▸ Provided material
::::
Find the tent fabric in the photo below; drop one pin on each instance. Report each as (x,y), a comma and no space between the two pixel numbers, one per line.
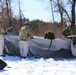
(2,64)
(11,44)
(57,44)
(60,47)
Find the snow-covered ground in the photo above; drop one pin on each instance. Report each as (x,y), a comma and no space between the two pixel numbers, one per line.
(38,66)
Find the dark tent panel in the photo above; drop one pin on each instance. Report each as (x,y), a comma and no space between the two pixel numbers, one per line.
(12,44)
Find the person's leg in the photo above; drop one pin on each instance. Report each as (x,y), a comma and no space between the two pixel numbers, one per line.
(1,44)
(25,49)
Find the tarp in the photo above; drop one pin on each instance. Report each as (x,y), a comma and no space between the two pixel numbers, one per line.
(57,44)
(61,47)
(11,44)
(2,64)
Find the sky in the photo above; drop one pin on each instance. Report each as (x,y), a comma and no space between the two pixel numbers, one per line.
(36,9)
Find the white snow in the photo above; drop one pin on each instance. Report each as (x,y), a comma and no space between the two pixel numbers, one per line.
(38,66)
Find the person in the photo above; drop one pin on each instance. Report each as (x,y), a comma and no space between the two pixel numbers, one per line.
(24,34)
(66,32)
(9,30)
(2,32)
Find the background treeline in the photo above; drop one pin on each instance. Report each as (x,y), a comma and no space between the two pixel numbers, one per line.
(39,28)
(66,11)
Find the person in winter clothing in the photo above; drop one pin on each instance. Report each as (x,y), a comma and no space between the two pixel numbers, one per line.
(24,34)
(2,32)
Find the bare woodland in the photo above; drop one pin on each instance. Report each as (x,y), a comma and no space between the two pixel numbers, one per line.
(66,10)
::::
▸ Task description
Give all the entries above as a numbered list, one line per item, with blank lines and pictures left out.

▸ Answer for this exercise
1. Find the tent fabric in the photo below; drop one pin on each instance. Report each as (x,y), a comma and no space between the two pixel numbers, one per line.
2. (2,64)
3. (11,44)
4. (57,44)
5. (60,47)
6. Find the snow-covered ground in the photo above; drop one pin on each instance. Report each as (x,y), a comma and no space between the two pixel numbers, one per line.
7. (38,66)
8. Find the dark tent panel in the photo above; drop one pin on each instance. Report each as (x,y), a comma and no space between the two pixel numbers, one per line.
9. (12,44)
10. Find the person's leg in the photo above; drop one pin on each instance. Report each as (x,y), a comma and no space between the two pixel numbers, one per line.
11. (1,44)
12. (25,49)
13. Find the tarp in the photo above; drop one pin on each instance. Report each as (x,y), a comma and no space between the two pixel numbers, one per line.
14. (57,44)
15. (61,47)
16. (11,44)
17. (2,64)
18. Find the sky in the photo above; drop one pin on each instance. Report each as (x,y), a comma and no space between the two pixel numbers, one per line.
19. (36,9)
20. Find the white snow in the photo above; drop one pin on each instance. Report each as (x,y), a comma and no space between the two pixel numbers, one per line.
21. (38,66)
22. Find the person in the photo above; drop one pin on each instance. Report each as (x,y), a comma and no space between the two pixel numbers, one per line.
23. (24,34)
24. (66,32)
25. (9,30)
26. (2,32)
27. Find the background treeline in the photo above; drop one pin on each instance. Report each as (x,y), a comma and no space between the two pixel numbers, one per line.
28. (39,28)
29. (66,11)
30. Find the person in winter clothing in the photo above; drop one pin on each instance. Report each as (x,y), a comma and no space between the two pixel numbers, one per line.
31. (24,34)
32. (2,32)
33. Find the bare woodland in the photo above; drop one pin on each instance. Report each as (x,y), a comma and no space between the two pixel numbers, one per line.
34. (66,10)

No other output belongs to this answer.